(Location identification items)
----------------

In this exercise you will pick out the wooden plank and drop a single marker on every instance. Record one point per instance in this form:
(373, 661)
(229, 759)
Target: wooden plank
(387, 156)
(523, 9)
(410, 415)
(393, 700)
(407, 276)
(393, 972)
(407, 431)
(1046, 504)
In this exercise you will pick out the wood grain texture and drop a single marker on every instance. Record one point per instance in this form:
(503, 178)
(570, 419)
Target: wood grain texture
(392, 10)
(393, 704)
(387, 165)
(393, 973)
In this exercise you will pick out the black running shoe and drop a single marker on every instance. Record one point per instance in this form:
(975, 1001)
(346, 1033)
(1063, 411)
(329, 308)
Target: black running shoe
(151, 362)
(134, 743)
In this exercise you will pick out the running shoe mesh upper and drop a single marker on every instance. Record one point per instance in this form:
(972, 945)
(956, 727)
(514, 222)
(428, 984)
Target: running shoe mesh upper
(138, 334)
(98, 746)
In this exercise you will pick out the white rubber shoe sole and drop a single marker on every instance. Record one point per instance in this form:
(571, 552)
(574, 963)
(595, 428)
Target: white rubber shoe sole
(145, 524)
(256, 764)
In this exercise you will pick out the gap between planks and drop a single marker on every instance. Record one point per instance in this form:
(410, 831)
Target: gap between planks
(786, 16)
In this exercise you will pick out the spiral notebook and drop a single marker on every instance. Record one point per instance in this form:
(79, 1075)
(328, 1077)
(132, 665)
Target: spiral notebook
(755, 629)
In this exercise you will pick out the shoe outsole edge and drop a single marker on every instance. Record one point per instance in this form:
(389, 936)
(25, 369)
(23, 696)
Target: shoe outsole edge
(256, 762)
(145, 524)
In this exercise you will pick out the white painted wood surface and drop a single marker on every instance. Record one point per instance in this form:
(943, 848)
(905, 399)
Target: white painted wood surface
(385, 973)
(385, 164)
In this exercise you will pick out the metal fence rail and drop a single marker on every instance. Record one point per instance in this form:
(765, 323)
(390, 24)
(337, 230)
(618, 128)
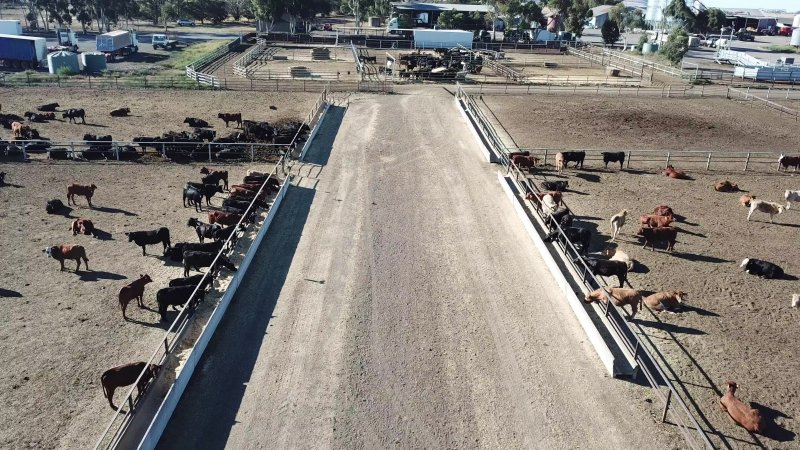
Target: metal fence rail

----------------

Copy out everything from the start of the items through the line holding "(1046, 504)", inclusive, and shift each coordinate in the answers by -144 while leaving the sample points under each instruction unchanged.

In this exercise you will pick out the wooden plank and drop a single marker on every instance. Record one point per instance in this form:
(373, 661)
(229, 759)
Target: wooden plank
(243, 12)
(379, -135)
(266, 271)
(249, 556)
(263, 132)
(249, 828)
(263, 287)
(902, 360)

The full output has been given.